Exercise brief
Reproduce every one of the following entries word for word.

Dataset rows

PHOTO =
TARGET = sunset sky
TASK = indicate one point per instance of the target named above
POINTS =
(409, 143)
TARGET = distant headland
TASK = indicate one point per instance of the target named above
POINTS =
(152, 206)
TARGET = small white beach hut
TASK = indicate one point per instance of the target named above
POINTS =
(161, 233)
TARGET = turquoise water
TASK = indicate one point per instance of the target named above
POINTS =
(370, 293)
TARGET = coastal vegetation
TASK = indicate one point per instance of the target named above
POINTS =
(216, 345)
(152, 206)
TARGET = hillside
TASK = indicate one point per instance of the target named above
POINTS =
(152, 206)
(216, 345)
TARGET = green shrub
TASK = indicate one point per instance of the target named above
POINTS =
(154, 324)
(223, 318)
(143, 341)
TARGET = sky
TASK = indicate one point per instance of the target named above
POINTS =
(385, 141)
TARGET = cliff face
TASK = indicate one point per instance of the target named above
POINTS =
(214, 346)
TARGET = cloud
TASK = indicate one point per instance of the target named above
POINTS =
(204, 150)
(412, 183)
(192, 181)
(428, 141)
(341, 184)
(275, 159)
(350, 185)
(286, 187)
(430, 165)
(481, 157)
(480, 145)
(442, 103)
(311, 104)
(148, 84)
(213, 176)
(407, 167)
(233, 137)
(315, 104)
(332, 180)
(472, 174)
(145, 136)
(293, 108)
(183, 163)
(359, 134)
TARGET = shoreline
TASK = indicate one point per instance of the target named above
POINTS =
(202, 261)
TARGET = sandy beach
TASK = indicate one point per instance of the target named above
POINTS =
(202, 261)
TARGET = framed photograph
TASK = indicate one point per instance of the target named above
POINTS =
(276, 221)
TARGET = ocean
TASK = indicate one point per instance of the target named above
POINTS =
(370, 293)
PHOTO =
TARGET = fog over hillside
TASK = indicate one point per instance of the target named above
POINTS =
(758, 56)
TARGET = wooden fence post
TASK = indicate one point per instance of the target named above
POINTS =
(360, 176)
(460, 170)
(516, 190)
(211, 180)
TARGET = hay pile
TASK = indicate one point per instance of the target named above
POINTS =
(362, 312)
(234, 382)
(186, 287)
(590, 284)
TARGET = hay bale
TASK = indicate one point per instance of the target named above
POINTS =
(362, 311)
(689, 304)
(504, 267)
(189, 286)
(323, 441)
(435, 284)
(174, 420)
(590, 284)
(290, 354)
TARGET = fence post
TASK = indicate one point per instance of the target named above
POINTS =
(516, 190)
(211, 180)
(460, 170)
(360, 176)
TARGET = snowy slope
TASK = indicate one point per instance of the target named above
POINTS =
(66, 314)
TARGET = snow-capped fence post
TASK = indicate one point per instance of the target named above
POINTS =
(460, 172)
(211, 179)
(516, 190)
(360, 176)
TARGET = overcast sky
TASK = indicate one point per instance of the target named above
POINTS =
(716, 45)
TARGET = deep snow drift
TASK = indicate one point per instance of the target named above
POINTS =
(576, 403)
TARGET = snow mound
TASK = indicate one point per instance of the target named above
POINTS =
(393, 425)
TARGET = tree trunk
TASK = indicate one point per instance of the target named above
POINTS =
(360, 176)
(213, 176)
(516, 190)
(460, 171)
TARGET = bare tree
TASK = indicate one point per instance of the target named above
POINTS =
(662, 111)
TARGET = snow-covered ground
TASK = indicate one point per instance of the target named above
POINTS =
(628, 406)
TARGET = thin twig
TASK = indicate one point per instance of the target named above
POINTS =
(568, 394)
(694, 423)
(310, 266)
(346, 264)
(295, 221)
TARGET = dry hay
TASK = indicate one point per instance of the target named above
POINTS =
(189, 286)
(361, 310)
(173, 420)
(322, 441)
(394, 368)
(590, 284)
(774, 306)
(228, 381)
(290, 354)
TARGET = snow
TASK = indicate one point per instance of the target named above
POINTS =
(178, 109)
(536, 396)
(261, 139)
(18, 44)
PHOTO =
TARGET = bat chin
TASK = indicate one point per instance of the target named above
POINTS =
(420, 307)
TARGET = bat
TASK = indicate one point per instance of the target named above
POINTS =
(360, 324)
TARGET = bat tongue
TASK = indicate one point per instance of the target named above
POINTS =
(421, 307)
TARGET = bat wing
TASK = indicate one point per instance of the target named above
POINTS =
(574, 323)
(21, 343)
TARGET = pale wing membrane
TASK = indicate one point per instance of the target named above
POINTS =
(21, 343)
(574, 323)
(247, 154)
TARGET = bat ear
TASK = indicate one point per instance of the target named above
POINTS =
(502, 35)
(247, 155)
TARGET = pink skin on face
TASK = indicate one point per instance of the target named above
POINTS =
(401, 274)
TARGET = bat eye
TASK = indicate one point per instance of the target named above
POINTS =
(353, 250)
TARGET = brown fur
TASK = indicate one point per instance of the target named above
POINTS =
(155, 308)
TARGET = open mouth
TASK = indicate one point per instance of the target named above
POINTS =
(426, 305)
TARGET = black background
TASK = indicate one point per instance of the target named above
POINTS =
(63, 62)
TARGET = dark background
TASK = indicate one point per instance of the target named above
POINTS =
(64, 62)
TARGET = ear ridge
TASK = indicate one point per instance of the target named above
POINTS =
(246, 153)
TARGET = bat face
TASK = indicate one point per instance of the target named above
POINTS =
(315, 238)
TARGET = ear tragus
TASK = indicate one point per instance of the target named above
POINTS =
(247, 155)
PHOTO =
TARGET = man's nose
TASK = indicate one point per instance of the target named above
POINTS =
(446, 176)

Finished answer
PHOTO =
TARGET = sunset sky
TASK = indicate one point per instance of the target named above
POINTS =
(409, 143)
TARGET = distant headland
TASK = indicate one point per instance of the target named above
POINTS =
(152, 206)
TARGET = small white beach hut
TASK = indicate one point per instance of the target named above
POINTS =
(161, 233)
TARGET = turquoise water
TASK = indicate one point per instance of the target named above
POINTS =
(370, 293)
TARGET = coastal vegetation
TASK = indicate one point per instance of the target named above
POINTS =
(216, 345)
(152, 206)
TARGET = hillside
TASK = indicate one point per instance of the target named above
POINTS =
(152, 206)
(216, 345)
TARGET = green shrub
TASK = indicate one point per instance of the target named above
POINTS =
(154, 324)
(223, 318)
(143, 341)
TARGET = sky
TASK = indicate one point per instance of the target named above
POINTS =
(385, 141)
TARGET = cliff face
TASK = indicate one point per instance of the target named above
POINTS =
(214, 346)
TARGET = cloud
TASK = indicate one point per instance of the target named above
POINTS =
(204, 150)
(412, 183)
(192, 181)
(428, 141)
(341, 184)
(275, 159)
(350, 185)
(286, 187)
(430, 165)
(481, 157)
(480, 145)
(442, 103)
(311, 104)
(148, 84)
(213, 176)
(407, 167)
(233, 137)
(315, 104)
(332, 180)
(472, 174)
(145, 136)
(293, 108)
(183, 163)
(359, 134)
TARGET = shoreline
TASK = indicate one point per instance of the target named above
POINTS =
(202, 261)
TARGET = sandy beach
TASK = indicate one point per instance of the target named above
POINTS =
(202, 261)
TARGET = framed photograph
TASK = indicate one point per instance of the target named above
POINTS =
(276, 221)
TARGET = ocean
TASK = indicate one point per instance of the target named above
POINTS =
(370, 293)
PHOTO =
TARGET = fog over hillside
TASK = indicate one point per instance of the target named above
POINTS =
(758, 56)
TARGET = wooden fence post
TASK = indicate one point per instance of the target named above
POINTS =
(360, 176)
(460, 170)
(516, 190)
(211, 180)
TARGET = hay pile
TASK = indicate one point per instance of the target named above
POINTS =
(362, 312)
(234, 382)
(186, 287)
(590, 284)
TARGET = hay bale
TASK = indicate one point per instance of the target named above
POINTS =
(362, 311)
(689, 304)
(504, 267)
(189, 286)
(323, 441)
(435, 284)
(174, 420)
(590, 284)
(290, 354)
TARGET = fence post
TASK = indicate one point per instance of the target named above
POINTS =
(516, 190)
(211, 180)
(460, 170)
(360, 176)
TARGET = snowy slope
TASK = indicate one point per instance of the target named above
POINTS =
(66, 314)
TARGET = snow-capped fence post
TASK = indicate one point per instance of the target named above
POINTS =
(460, 172)
(211, 179)
(516, 190)
(360, 176)
TARGET = overcast sky
TASK = indicate one point per instance of the target named above
POINTS =
(716, 45)
TARGET = deep snow drift
TASK = indicate one point per instance of the target named above
POINTS =
(576, 403)
TARGET = snow mound
TASK = indicate one point per instance of the target named above
POINTS =
(393, 425)
TARGET = tree trunk
TASK = indicate one point per instance of the target named above
POINTS =
(360, 176)
(213, 176)
(516, 190)
(460, 171)
TARGET = bare tree
TASK = indicate one point per instance of the target named above
POINTS =
(662, 111)
TARGET = snow-covered ground
TASK = indicate one point per instance of the target named above
POINTS =
(628, 406)
TARGET = thin twig
TASK = indicate one point per instance of the target named above
POINTS =
(568, 394)
(694, 423)
(310, 266)
(346, 264)
(295, 221)
TARGET = dry hay
TASK = indicate one point per instance of the target named above
POINTS =
(189, 286)
(361, 310)
(173, 420)
(322, 441)
(394, 368)
(590, 284)
(774, 306)
(228, 381)
(290, 354)
TARGET = snow
TASK = indicate one point per instance of the target named above
POINTS =
(178, 109)
(536, 396)
(261, 139)
(18, 44)
PHOTO =
TARGET = bat chin
TASK = indicate one point per instance of the target named above
POINTS =
(420, 307)
TARGET = bat
TASK = indicate one point per instance of the target named above
POINTS =
(360, 324)
TARGET = bat tongue
TASK = indicate one point per instance of the target named above
POINTS =
(421, 307)
TARGET = bat wing
TASK = indicate one point per instance of the target named above
POINTS =
(574, 323)
(21, 343)
TARGET = pale wing membrane
TASK = indicate one point per instance of the target named above
POINTS =
(21, 343)
(574, 323)
(247, 154)
TARGET = bat ear
TASK = indicate one point per instance of the target named above
POINTS =
(502, 35)
(247, 155)
TARGET = pink skin on face
TASK = indicate one point per instance of the target named above
POINTS =
(401, 274)
TARGET = bat eye
TASK = indicate one point per instance of the target named above
POINTS =
(353, 250)
TARGET = brown fur
TASK = indicate one point per instance of the target named above
POINTS =
(155, 308)
TARGET = open mouth
TASK = indicate one point per instance of the target named above
POINTS =
(426, 305)
TARGET = black background
TASK = indicate one point per instance of the target named above
POINTS =
(63, 62)
TARGET = dark background
TASK = indicate one point per instance of the target named above
POINTS =
(64, 62)
TARGET = ear ridge
TASK = indicate one point per instance of the target named above
POINTS =
(246, 153)
TARGET = bat face
TASK = indicate one point per instance of the target named above
POINTS =
(315, 238)
TARGET = ear tragus
TASK = indicate one point per instance of the target named above
POINTS =
(247, 155)
PHOTO =
TARGET = man's nose
TASK = indicate one point per instance of the target named above
POINTS =
(446, 176)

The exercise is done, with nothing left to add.